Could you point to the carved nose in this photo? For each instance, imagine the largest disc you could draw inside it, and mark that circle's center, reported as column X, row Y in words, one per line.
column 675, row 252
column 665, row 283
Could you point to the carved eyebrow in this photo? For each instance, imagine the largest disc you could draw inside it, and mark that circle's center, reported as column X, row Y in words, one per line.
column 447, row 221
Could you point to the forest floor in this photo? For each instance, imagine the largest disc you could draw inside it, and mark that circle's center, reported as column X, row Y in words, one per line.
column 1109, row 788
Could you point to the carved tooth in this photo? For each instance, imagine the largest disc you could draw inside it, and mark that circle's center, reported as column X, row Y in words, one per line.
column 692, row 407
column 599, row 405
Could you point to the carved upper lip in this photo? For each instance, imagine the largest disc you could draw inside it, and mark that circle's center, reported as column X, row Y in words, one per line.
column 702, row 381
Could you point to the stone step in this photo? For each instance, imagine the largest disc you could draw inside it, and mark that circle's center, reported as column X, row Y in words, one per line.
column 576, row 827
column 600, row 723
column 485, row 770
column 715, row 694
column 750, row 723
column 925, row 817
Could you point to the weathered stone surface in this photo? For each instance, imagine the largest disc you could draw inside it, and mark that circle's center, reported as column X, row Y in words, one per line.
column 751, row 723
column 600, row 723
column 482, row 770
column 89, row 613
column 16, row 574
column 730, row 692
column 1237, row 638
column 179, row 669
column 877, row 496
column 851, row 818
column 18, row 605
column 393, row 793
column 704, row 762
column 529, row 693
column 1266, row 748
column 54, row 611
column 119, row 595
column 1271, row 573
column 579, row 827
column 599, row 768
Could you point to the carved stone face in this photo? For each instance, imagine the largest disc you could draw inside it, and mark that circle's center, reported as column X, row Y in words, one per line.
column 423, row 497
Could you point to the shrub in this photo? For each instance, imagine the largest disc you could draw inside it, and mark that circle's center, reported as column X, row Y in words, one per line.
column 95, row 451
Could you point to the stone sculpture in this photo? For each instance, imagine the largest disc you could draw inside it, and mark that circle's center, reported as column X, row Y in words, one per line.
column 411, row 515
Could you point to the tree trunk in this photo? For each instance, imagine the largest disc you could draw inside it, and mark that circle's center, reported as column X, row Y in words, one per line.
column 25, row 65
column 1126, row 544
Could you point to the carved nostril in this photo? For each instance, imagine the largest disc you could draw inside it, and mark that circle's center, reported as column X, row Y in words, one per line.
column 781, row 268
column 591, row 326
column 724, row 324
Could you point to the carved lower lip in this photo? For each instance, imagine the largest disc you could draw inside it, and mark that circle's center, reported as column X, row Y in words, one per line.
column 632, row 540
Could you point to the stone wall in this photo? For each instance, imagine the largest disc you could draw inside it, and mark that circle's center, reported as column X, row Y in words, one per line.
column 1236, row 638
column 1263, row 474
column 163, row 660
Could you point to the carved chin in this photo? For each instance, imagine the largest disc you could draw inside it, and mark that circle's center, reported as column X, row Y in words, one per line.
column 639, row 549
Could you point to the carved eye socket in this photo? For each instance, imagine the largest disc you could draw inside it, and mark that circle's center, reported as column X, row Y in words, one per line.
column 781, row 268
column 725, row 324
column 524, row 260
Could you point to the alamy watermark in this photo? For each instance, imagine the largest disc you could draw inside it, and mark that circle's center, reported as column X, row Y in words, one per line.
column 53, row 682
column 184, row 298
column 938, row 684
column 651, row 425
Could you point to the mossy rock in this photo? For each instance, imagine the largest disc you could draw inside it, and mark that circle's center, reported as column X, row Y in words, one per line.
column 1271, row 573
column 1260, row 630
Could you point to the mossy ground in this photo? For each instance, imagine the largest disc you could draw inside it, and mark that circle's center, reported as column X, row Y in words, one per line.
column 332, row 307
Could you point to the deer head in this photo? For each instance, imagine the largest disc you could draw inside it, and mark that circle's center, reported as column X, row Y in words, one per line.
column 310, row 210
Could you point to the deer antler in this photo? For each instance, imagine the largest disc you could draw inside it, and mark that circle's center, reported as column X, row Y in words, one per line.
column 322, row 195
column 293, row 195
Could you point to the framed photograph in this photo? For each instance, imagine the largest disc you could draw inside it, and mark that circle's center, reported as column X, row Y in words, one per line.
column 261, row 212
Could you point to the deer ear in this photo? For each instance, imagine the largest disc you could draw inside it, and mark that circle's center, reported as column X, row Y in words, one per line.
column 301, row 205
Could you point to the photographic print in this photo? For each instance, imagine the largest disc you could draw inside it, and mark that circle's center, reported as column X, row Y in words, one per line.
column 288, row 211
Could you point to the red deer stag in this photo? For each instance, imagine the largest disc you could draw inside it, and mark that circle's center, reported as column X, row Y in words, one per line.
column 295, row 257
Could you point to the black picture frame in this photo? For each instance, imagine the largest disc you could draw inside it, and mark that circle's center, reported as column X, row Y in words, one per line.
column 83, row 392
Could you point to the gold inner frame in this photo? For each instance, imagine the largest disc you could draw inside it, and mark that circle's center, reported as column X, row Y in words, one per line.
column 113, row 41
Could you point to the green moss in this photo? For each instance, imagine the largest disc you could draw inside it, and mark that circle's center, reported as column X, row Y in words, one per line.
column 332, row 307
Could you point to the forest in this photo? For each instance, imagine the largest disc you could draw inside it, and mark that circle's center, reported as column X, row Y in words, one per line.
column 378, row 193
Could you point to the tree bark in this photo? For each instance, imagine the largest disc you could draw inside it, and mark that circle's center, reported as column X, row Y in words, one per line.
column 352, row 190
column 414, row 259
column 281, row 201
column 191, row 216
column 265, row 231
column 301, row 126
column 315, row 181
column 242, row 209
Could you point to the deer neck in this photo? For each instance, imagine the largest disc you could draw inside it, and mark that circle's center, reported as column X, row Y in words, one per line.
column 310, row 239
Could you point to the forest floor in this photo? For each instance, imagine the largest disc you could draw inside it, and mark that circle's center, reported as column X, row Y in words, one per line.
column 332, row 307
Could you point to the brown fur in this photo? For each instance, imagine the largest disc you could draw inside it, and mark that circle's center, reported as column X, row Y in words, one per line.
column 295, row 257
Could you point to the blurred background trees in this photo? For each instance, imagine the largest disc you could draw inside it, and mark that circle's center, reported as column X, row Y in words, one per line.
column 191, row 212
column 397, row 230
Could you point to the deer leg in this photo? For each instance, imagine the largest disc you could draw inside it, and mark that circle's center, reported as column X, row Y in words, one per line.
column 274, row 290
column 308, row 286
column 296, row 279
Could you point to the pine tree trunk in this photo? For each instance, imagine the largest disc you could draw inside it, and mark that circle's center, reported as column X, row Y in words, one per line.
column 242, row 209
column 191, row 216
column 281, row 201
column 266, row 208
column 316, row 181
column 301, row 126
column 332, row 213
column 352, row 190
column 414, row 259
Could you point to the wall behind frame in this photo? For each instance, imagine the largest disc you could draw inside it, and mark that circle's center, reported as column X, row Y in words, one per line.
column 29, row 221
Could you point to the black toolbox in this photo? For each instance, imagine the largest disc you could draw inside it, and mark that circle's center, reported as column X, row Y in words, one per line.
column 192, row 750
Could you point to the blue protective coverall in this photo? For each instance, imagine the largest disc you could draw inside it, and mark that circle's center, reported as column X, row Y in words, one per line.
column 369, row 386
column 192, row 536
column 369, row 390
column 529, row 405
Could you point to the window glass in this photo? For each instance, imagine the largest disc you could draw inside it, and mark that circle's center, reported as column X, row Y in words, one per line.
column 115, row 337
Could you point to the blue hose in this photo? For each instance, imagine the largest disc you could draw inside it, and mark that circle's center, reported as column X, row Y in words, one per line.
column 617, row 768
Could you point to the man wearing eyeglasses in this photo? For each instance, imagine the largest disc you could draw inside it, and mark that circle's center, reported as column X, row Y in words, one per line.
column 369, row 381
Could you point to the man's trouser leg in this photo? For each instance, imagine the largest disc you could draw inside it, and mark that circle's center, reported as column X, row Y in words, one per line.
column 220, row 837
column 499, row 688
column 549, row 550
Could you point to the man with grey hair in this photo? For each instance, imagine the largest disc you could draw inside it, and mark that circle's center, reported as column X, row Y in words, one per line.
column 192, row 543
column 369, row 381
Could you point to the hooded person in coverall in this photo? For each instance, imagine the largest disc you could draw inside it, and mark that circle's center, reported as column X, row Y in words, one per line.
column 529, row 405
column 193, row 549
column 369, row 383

(TASK BRIEF) Reproduce the lines above, from the line with "Could you point to the weathered" through the line with "column 599, row 768", replacing "weathered stone surface" with "eroded stone surface" and leaving everything else unchanged.

(RESULT OF THIS TASK)
Could you point to the eroded stone surface in this photo? For each instance, imagine the largest disc you could draw inside it, and mark that circle's center, reported as column X, row Y in words, one per line.
column 751, row 723
column 600, row 723
column 482, row 770
column 89, row 613
column 16, row 574
column 730, row 692
column 1237, row 638
column 179, row 669
column 877, row 496
column 851, row 818
column 18, row 605
column 393, row 793
column 704, row 762
column 529, row 693
column 1266, row 748
column 54, row 611
column 119, row 595
column 1271, row 573
column 579, row 827
column 599, row 768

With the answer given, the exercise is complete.